PASSAGE PROVIDED:
##########

Language Design¶

Warning: pre-1.0.0 - APIs and contracts may change.

wxpath extends XPath with URL-fetching operators, enabling declarative web traversal expressed directly in path syntax.

Core Operators¶

`url(literal)`¶

Fetches content from a literal URL string:

"url('https://example.com')"

Returns an lxml.html.HtmlElement representing the parsed HTML document.

`url(xpath)`¶

Fetches content from URLs extracted by an XPath expression:

"url('https://example.com')//url(//a/@href)"

The inner XPath (//a/@href) extracts URLs from the current document, which are then fetched.

`///url(xpath)` - Deep Crawl (starting from descendants)¶

Indicates recursive^* crawling. The engine follows links extracted by the XPath expression up to max_depth:

^* The term "recursive" is used informally in this document, however, I do not mean DFS-style recursion. wxpath uses a FIFO queue, and we expand that queue by visiting the URLs present in the current document.

"""
url('https://example.com')
  ///url(//a/@href)
    //title/text()
"""

`url('...', follow=...)` - Deep Crawl (starting from root)¶

The follow parameter allows you to specify a follow path for recursive crawling at the root node. While this may seem redundant and duplicated behavior found with the ///url syntax, it is not. The follow parameter allows you to initiate, yes, a recursive crawl, however it also allows you to begin extracting data from the root node. This is useful in cases where you want to paginate through search pages.

path_expr = """
url('https://quotes.toscrape.com/tag/humor/', follow=//li[@class='next']/a/@href)
  //div[@class='quote']
    /map{
      'author': (./span/small/text())[1],
      'text': (./span[@class='text']/text())[1]
      }
"""

`url('...', follow=..., depth=...)` - Deep Crawl (starting from root) with depth limit¶

The depth parameter allows you to specify the maximum depth of the crawl. This is useful when you want to limit the depth of the crawl to a specific number of levels.

Expression Structure¶

A wxpath expression is a sequence of segments:

url(start) [///url(follow)] [extraction]

Where: - url(start) - Initial URL(s) to fetch - ///url(follow) - Optional recursive crawl pattern - extraction - XPath to extract data from fetched pages

Segment Types¶

Segment	Description
`url('...')`	Fetch from literal URL
`/url(xpath)`	Fetch from XPath-extracted URLs
`//url(xpath)`	One-hop link following
`///url(xpath)`	Recursive deep crawl
XPath	Standard XPath 3.1 expression

XPath 3.1 Features¶

wxpath uses elementpath for XPath 3.1 support, enabling:

Maps¶

"/map{ 'key1': //xpath1, 'key2': //xpath2 }"

##########

(Records from a point labeling set)

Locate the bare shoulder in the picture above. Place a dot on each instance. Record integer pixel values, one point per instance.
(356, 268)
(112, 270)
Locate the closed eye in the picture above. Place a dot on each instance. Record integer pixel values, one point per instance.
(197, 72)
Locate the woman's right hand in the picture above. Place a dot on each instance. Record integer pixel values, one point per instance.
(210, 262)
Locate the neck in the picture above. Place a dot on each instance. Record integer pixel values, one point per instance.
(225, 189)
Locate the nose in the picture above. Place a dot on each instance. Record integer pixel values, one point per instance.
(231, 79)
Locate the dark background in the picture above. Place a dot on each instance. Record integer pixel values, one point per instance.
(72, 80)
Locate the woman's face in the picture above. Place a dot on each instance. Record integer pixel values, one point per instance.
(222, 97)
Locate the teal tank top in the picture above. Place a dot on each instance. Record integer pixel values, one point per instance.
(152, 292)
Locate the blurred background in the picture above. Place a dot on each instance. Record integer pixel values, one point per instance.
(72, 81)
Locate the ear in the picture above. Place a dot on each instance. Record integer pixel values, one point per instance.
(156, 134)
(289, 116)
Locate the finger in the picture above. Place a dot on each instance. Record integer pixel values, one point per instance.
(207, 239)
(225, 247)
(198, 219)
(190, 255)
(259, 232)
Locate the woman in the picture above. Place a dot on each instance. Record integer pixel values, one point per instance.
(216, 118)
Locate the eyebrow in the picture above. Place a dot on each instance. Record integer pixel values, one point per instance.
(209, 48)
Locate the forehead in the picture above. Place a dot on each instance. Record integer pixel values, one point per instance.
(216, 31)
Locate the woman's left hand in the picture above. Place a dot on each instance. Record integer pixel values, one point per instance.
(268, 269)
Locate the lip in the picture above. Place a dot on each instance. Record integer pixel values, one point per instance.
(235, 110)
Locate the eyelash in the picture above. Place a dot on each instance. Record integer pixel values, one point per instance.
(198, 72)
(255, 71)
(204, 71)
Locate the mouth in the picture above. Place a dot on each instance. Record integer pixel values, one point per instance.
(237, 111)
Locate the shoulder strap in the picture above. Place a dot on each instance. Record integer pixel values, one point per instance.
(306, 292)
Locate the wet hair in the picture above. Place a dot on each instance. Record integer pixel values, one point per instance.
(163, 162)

##########

REQUIREMENTS:
A: Do these statements agree with the wxpath language design page? Answer yes or no for each, and quote the words from the page that settle it. (i) The deep crawl works through a FIFO queue rather than DFS-style recursion. (ii) `url(literal)` returns the fetched page as a plain text string. (iii) wxpath gets its XPath 3.1 support from elementpath.
B: Could you go on with the wxpath language design page, starting right after its final line?

WRITTEN RESPONSES:
A:
(i) Yes: "I do not mean DFS-style recursion. wxpath uses a FIFO queue"
(ii) No: "Returns an lxml.html.HtmlElement representing the parsed HTML document."
(iii) Yes: "wxpath uses elementpath for XPath 3.1 support"

B:
Arrays¶

"/array{ //item1, //item2 }"

Built-in Functions¶

Standard XPath 3.1 functions plus wxpath-specific:

Function	Description
`base-uri(.)`	Current document URL
`wx:current-url()`	Current document URL
`wx:backlink(.)`	URL that linked to current page
`wx:depth(.)`	Current crawl depth
`wx:fetch-time()`	Fetch time
`wx:elapsed()`	Fetch time
`wx:status-code()`	Current HTTP status code
`wx:elem()`	Current HTML element (Warning: memory will explode with deep crawls)
`wx:internal-links()`	Internal links
`wx:external-links()`	External links
`wx:main-article-text()`	Main article text (reimplimentation of eatiht)

Future Potential Functions¶

Function	Description
`post(...)`	HTTP POST
`wx:limit()`	Cap results at expression level
`wx:clean-text()`	Normalizes whitespace and newlines
`wx:status-text()`	Current HTTP status text
`wx:delay()`	Sleep for the specified number of seconds
`wx:headers()`	HTTP headers

Examples¶

Extract Links with Context¶

"""
url('https://example.com')
  //a/map{
    'text': string(.),
    'href': @href,
    'source': string(base-uri(.))
  }
"""

Filtered Deep Crawl¶

"""
url('https://en.wikipedia.org/wiki/Main_Page')
  ///url(
    //a/@href[
      starts-with(., '/wiki/')
      and not(contains(., ':'))
    ]
  )
  /map{
    'title': //h1/span/text() ! normalize-space(.),
    'url': string(base-uri(.))
  }
"""

Pagination Pattern¶

"""
url('https://example.com/page/1')
  ///url(//a[@class='next']/@href)
    //div[@class='item']/text()
"""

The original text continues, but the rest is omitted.